• Task objective: Copy out, exactly as written, only the line containing "fixture in the photo above." and the lines after it through the end of the records.

[Saved entries]
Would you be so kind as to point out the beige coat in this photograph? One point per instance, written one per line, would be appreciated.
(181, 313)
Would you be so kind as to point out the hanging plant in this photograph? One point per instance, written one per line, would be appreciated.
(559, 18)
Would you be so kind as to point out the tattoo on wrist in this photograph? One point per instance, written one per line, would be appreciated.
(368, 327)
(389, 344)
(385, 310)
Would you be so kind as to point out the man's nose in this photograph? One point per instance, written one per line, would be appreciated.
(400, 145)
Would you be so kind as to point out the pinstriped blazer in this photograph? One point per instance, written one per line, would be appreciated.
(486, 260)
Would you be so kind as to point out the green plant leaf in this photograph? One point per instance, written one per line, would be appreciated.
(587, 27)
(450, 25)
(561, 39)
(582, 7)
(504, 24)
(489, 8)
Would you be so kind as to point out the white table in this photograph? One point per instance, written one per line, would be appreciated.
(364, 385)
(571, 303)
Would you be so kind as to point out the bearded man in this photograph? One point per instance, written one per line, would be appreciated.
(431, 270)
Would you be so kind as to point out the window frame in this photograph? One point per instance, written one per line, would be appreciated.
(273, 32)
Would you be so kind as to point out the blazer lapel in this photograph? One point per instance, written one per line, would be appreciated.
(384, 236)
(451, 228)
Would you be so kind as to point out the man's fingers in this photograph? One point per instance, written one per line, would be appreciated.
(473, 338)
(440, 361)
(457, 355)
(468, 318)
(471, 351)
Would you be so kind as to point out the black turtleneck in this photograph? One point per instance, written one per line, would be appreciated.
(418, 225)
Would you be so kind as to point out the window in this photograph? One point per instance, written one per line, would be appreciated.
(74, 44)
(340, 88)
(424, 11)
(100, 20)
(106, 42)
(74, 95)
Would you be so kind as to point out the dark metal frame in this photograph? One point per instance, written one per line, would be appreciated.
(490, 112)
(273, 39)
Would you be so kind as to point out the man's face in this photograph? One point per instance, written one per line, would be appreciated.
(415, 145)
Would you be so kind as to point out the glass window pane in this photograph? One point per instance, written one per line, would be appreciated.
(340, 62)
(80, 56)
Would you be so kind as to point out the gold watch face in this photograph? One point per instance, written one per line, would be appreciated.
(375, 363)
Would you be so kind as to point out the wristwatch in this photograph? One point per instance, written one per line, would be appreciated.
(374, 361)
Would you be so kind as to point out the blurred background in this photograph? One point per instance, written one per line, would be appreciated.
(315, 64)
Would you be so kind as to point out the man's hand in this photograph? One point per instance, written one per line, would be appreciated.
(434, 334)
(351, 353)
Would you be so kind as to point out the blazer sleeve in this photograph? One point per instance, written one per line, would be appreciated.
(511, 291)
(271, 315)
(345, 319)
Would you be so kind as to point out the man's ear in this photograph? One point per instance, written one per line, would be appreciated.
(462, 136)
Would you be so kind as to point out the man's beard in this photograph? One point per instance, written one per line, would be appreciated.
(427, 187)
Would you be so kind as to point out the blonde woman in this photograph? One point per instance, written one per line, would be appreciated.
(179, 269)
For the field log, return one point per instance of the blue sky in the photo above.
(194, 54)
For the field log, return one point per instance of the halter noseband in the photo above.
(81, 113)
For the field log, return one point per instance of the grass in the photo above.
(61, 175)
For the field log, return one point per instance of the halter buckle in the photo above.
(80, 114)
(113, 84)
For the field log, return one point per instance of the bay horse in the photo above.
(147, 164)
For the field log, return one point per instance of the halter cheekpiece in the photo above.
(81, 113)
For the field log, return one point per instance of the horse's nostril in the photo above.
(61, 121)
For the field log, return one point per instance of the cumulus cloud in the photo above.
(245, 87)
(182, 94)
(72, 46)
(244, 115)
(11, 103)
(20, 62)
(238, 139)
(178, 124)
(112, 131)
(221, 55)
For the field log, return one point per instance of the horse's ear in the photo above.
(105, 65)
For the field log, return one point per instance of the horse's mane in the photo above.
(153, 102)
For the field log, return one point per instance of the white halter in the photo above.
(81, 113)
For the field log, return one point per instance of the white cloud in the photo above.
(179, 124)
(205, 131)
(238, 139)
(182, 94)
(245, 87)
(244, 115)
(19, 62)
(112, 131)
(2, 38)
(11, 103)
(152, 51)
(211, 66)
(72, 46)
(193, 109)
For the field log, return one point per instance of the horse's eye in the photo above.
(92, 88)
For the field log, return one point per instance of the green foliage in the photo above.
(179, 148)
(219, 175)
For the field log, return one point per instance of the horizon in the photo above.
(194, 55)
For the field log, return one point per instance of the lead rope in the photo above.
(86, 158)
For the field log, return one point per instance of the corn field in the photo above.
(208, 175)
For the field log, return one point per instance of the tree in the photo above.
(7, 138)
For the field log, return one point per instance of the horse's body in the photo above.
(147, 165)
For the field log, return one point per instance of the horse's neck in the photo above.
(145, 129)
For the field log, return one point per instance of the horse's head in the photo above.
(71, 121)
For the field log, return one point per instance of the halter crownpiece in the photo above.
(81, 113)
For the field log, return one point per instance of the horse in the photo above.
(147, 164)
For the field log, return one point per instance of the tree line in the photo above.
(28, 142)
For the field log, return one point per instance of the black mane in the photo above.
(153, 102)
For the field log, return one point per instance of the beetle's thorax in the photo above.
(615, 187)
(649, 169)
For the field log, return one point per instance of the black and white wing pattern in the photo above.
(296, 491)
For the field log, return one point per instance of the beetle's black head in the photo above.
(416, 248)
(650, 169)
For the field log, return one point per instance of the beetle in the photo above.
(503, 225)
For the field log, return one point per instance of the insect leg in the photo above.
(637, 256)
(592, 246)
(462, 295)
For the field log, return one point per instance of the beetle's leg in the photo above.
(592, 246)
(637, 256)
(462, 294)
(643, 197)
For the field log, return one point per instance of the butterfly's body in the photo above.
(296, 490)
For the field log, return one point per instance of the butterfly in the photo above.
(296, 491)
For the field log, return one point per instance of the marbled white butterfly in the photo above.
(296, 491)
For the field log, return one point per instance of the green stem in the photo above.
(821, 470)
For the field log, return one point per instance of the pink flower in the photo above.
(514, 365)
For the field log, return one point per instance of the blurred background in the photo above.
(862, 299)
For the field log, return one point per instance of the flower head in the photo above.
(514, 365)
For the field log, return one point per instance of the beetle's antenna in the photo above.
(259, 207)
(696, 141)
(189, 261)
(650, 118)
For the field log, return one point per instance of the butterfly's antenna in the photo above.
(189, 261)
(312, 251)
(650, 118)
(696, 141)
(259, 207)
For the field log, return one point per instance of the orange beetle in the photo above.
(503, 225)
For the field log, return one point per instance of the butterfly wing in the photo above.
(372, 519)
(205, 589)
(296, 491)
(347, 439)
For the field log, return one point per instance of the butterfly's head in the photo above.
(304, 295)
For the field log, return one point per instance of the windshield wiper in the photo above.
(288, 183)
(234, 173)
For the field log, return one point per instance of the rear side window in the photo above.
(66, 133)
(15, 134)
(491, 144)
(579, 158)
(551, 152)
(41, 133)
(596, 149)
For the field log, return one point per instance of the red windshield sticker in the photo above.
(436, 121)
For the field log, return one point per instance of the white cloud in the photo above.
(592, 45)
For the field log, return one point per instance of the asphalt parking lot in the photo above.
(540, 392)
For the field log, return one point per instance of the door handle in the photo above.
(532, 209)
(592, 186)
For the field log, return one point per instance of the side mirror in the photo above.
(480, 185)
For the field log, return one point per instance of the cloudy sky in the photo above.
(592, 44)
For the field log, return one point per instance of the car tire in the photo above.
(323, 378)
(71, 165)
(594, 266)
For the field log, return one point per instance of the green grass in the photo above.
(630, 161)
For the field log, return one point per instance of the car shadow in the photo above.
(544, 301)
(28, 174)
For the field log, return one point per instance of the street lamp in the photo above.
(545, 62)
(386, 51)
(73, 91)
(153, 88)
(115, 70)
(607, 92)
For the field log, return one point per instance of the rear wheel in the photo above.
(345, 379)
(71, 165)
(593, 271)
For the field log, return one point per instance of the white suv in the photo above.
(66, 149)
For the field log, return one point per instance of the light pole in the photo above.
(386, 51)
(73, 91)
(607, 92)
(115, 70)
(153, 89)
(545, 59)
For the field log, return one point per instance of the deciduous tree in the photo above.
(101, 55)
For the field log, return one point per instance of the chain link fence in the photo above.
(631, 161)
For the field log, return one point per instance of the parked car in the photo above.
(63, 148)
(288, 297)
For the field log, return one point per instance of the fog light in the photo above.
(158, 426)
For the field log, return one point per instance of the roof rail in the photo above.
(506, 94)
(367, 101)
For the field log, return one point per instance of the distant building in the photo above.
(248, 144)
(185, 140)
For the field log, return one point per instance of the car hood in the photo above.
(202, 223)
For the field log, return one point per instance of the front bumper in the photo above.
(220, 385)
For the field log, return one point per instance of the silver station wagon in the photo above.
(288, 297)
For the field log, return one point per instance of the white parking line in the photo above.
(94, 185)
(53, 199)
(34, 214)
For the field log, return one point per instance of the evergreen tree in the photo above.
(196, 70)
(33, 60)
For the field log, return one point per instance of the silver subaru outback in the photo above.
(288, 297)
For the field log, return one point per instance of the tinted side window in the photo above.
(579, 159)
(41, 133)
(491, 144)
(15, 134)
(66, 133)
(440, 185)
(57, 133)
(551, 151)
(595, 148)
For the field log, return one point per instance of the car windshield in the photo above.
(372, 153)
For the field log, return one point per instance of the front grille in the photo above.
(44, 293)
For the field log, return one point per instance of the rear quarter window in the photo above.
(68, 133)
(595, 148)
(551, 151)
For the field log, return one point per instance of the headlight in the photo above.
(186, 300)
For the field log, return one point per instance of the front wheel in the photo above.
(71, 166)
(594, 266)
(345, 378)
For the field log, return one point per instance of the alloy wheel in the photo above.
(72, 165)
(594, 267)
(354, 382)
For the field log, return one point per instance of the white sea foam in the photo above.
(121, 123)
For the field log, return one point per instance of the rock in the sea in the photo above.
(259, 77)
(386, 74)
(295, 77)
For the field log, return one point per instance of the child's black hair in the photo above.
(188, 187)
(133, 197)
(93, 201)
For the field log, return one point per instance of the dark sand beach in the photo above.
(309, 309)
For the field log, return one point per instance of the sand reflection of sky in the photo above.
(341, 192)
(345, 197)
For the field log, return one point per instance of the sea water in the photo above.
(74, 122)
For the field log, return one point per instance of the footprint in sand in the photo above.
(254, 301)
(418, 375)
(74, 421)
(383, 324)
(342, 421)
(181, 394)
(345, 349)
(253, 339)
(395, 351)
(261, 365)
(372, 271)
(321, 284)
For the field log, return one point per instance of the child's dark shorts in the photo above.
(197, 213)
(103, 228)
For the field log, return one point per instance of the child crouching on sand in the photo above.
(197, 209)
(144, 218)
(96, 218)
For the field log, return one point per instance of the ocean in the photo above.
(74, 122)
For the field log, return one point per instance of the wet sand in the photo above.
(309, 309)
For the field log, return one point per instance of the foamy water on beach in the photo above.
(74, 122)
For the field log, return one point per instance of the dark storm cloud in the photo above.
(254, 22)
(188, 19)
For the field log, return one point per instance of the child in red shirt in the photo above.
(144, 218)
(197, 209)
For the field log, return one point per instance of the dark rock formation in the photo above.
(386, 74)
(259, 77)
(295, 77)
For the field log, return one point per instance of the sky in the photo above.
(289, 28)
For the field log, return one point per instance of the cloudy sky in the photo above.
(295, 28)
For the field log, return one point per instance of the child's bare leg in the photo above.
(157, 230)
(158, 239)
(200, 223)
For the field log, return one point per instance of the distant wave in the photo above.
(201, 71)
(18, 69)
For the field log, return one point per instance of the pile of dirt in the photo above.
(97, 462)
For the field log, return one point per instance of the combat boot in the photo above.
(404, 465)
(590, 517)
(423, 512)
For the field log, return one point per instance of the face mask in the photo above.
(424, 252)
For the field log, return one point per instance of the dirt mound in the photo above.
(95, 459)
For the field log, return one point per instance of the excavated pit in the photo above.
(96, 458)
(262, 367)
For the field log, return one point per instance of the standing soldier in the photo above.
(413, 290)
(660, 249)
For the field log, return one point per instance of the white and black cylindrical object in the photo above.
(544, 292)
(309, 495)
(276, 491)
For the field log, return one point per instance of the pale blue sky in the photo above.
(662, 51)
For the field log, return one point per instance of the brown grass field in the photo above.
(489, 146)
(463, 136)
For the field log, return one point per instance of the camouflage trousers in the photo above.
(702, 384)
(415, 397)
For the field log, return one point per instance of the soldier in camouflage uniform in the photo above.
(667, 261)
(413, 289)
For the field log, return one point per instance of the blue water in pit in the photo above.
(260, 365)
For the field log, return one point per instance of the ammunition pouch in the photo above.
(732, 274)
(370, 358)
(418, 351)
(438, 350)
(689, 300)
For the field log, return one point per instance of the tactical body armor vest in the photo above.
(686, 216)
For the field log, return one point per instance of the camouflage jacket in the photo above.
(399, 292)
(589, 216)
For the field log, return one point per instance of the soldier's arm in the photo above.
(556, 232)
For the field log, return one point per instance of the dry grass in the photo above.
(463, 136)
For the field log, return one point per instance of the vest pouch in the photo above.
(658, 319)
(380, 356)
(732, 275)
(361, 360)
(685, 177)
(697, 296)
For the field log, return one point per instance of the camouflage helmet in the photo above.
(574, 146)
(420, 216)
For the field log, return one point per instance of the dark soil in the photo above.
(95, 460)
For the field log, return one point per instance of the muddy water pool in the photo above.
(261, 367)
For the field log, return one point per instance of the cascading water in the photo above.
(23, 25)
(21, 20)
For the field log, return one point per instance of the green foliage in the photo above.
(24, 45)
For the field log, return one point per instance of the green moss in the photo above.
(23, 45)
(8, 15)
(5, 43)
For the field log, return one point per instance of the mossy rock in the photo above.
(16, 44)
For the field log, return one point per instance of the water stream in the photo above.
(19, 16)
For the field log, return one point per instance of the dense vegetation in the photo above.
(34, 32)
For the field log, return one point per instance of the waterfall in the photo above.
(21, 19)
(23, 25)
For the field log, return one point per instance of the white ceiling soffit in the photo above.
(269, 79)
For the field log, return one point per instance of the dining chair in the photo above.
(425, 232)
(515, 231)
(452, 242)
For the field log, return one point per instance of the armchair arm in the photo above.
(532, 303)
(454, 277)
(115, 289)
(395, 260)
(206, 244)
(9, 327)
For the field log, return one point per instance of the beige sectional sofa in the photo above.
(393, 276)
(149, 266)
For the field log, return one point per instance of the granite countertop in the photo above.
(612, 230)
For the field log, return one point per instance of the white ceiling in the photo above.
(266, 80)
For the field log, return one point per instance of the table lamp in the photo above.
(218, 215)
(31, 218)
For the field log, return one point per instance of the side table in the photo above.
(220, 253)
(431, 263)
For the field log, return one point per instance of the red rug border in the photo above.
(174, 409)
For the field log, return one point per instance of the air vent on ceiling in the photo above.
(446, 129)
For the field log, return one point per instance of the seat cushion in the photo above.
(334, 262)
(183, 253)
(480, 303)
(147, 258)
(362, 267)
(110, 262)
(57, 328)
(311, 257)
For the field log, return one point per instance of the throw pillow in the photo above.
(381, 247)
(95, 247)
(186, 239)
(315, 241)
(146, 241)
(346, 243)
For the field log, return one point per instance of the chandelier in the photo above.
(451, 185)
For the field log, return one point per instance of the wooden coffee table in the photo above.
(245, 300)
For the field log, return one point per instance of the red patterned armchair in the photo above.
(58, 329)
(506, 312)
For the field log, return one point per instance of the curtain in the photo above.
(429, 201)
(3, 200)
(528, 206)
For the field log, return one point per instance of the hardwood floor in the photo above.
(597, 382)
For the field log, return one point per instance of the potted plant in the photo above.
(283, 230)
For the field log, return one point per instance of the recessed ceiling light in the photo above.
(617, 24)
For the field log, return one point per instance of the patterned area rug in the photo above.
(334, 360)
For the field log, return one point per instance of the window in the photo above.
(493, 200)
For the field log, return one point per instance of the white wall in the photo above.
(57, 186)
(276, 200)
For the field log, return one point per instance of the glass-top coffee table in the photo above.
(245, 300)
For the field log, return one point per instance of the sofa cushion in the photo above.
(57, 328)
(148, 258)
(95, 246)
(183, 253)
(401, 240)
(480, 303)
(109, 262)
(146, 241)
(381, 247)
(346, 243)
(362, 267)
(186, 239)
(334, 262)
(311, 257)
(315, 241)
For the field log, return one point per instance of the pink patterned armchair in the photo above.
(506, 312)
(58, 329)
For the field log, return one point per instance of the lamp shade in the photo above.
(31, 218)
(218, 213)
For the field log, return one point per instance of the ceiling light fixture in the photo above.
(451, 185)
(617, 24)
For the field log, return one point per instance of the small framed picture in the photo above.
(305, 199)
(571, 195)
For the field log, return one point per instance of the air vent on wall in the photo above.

• Output:
For the field log, return one point per instance of the ceiling light fixture in the photo above.
(451, 185)
(617, 24)
For the field log, return one point per instance of the small framed picture in the photo above.
(305, 199)
(571, 195)
For the field log, return one point per instance of the air vent on wall in the photo above.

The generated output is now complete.